-- START OF INFORMATION SUPPLIED --

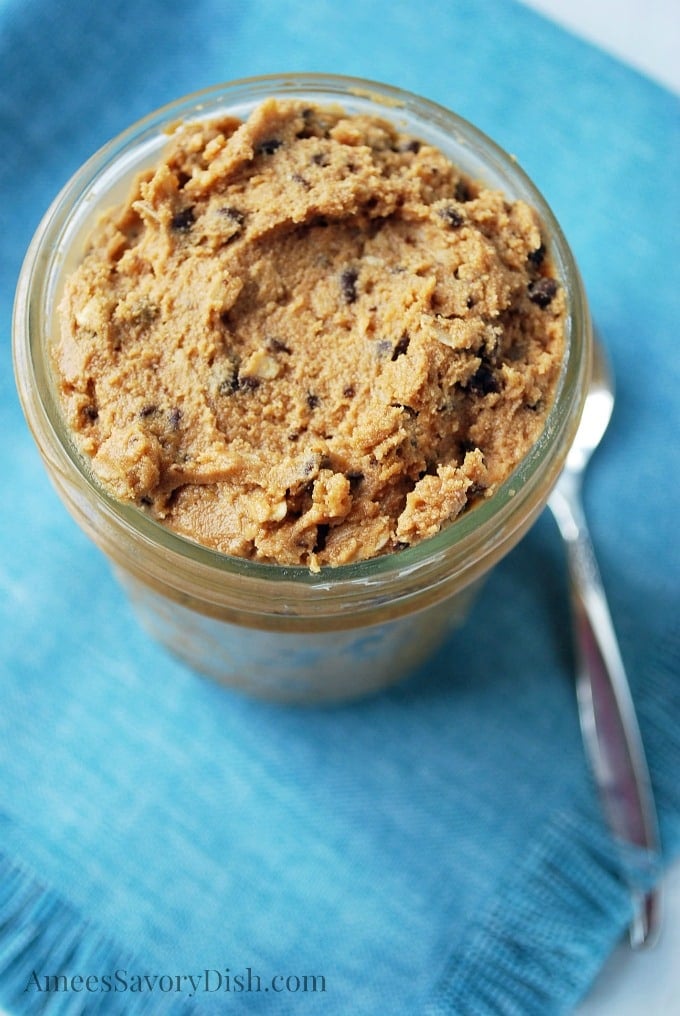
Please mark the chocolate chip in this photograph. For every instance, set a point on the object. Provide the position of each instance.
(402, 345)
(484, 381)
(349, 284)
(409, 409)
(451, 216)
(183, 219)
(299, 179)
(542, 292)
(229, 385)
(268, 146)
(248, 382)
(234, 213)
(462, 192)
(321, 534)
(174, 418)
(277, 345)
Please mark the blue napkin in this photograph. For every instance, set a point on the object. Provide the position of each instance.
(168, 846)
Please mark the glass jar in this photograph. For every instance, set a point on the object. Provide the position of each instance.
(276, 631)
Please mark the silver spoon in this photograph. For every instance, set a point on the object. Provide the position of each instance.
(608, 720)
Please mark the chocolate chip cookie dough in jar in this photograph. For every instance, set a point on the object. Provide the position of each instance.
(303, 355)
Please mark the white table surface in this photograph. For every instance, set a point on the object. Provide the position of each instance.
(645, 35)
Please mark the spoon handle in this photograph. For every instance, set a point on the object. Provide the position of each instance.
(609, 724)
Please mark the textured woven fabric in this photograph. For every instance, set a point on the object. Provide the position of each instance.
(437, 848)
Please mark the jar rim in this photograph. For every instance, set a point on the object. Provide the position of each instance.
(477, 529)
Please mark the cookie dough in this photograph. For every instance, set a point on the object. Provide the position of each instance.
(308, 338)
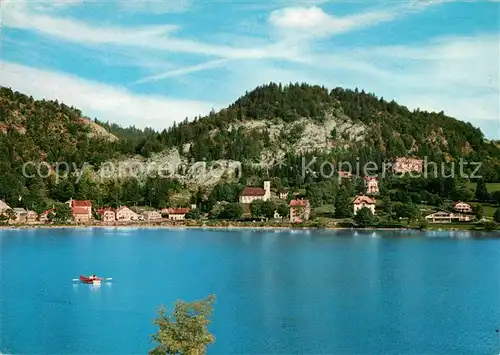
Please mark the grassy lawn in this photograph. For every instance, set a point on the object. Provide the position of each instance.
(488, 210)
(324, 209)
(491, 186)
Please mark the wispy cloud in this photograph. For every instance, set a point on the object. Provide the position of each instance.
(313, 21)
(155, 6)
(100, 100)
(159, 38)
(185, 70)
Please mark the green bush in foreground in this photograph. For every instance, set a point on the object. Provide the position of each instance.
(184, 331)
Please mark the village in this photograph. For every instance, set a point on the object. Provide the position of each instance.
(299, 209)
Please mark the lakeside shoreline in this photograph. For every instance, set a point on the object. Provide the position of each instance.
(234, 225)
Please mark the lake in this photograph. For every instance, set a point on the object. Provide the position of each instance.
(278, 292)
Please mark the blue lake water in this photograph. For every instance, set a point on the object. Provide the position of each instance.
(278, 292)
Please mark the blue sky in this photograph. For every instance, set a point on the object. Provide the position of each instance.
(150, 63)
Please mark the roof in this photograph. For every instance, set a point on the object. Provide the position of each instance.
(81, 203)
(441, 213)
(180, 210)
(102, 210)
(364, 199)
(4, 206)
(47, 212)
(299, 203)
(79, 210)
(149, 212)
(121, 208)
(409, 160)
(253, 191)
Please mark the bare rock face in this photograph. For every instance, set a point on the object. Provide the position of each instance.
(170, 164)
(305, 135)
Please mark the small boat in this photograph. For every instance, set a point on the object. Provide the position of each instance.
(91, 279)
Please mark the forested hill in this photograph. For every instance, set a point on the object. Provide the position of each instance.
(355, 120)
(271, 121)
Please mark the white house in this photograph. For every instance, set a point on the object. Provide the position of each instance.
(462, 207)
(250, 194)
(447, 217)
(4, 207)
(371, 185)
(151, 215)
(126, 214)
(363, 201)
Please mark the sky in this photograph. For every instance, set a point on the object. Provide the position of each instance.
(150, 63)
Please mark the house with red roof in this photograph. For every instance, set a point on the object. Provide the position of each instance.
(107, 214)
(345, 174)
(125, 214)
(405, 165)
(462, 207)
(250, 194)
(371, 185)
(81, 210)
(300, 210)
(363, 201)
(176, 213)
(44, 216)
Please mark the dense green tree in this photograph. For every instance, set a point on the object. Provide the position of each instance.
(496, 215)
(407, 211)
(462, 194)
(283, 209)
(482, 191)
(185, 330)
(257, 208)
(343, 205)
(478, 211)
(364, 217)
(495, 196)
(62, 213)
(194, 214)
(268, 208)
(232, 210)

-- END OF INFORMATION SUPPLIED --

Transcribe the complete set of entries verbatim. No pictures belong in the copy.

● COMPLETE ANSWER:
Please mark the chocolate chip in this photograph. For every instance, set a point on the object. Provide the position of each instance.
(402, 345)
(484, 381)
(349, 284)
(409, 409)
(451, 216)
(183, 219)
(299, 179)
(542, 292)
(229, 385)
(268, 146)
(248, 382)
(234, 213)
(462, 192)
(321, 534)
(174, 418)
(277, 345)
Please mark the blue napkin in this photograph. For every instance, set a point on the object. Provide the position of each instance.
(168, 846)
Please mark the glass jar in this photograph. For every instance, set a point on the object. Provide the position of each instance.
(276, 631)
Please mark the silver spoon in this photograph. For every instance, set a point on the object. Provide the position of each instance.
(608, 720)
Please mark the chocolate chip cookie dough in jar in this photograph. For every instance, set a point on the object. Provide the position of each instance.
(303, 355)
Please mark the white table surface in this photograph. For every instance, set a point on the object. Provide the position of each instance.
(645, 35)
Please mark the spoon handle in this photograph. For every instance, set a point on the object. Provide the position of each instance.
(609, 724)
Please mark the textured woven fabric in this photograph. For every instance, set a point on the object. Provide the position of each instance.
(437, 848)
Please mark the jar rim in this photograph. For every instance, set a point on the object. Provide the position of each instance.
(477, 529)
Please mark the cookie dough in this photograph. For every instance, set a point on the object. Provide the position of each instance.
(308, 338)
Please mark the grassy lawn in this photograph. For every instance, set a point on the object. Provide the position of each instance.
(488, 210)
(324, 209)
(491, 186)
Please mark the wispy cloud in this photograph. For every instance, set a point on the object. Provide the position of each instance.
(313, 21)
(155, 6)
(100, 100)
(159, 38)
(185, 70)
Please mark the green bush in foreground in this photograph. For every instance, set a point on the object. Provide the position of each instance.
(184, 331)
Please mark the village in this photograph. For every instance, set a point on the object. Provide the position of each instance.
(299, 209)
Please mark the lakeside shoreline in this photograph. For every instance, set a point on the object. Provide the position of each instance.
(234, 225)
Please mark the lake in this photograph. For every instance, set a point on the object. Provide the position of each instance.
(278, 292)
Please mark the blue lake water in this photograph. For every instance, set a point on the object. Provide the position of each instance.
(278, 292)
Please mark the blue sky in this photograph. For every instance, set a point on the object. Provide the position of each instance.
(150, 63)
Please mark the roof in this photograph. For every instance, set a point on the object. Provide the position of each instance.
(81, 203)
(441, 213)
(180, 210)
(102, 210)
(364, 199)
(4, 206)
(47, 212)
(299, 203)
(79, 210)
(149, 212)
(121, 208)
(409, 160)
(253, 191)
Please mark the bare rock face in this photograph. For every instance, set a point on the object. Provide the position of each instance.
(170, 164)
(305, 135)
Please mark the small boat in this photograph. For every instance, set a point on the object. Provide the position of each instance.
(91, 279)
Please mark the forested hill in this photograph. For every instance, set a point on the object. Provide the position of each instance.
(355, 120)
(271, 121)
Please mark the white house in this photograph. For every instance, set a point on the object. Provide the position of each instance.
(462, 207)
(250, 194)
(447, 217)
(4, 207)
(371, 185)
(151, 215)
(126, 214)
(363, 201)
Please mark the sky in this photograph. For every instance, set a point on the object. Provide the position of each instance.
(150, 63)
Please mark the house with red roof in this photograph. For every instance, set a point on the object. Provide the position of each instance.
(107, 214)
(345, 174)
(125, 214)
(405, 165)
(462, 207)
(250, 194)
(371, 185)
(81, 210)
(300, 210)
(363, 201)
(176, 213)
(44, 216)
Please mark the dense green tree in this photograph. For every instance, set a point on the object. Provide the position of each instance.
(496, 215)
(407, 211)
(462, 194)
(283, 209)
(482, 191)
(185, 330)
(257, 208)
(343, 205)
(478, 211)
(364, 217)
(495, 196)
(62, 213)
(194, 214)
(268, 208)
(232, 210)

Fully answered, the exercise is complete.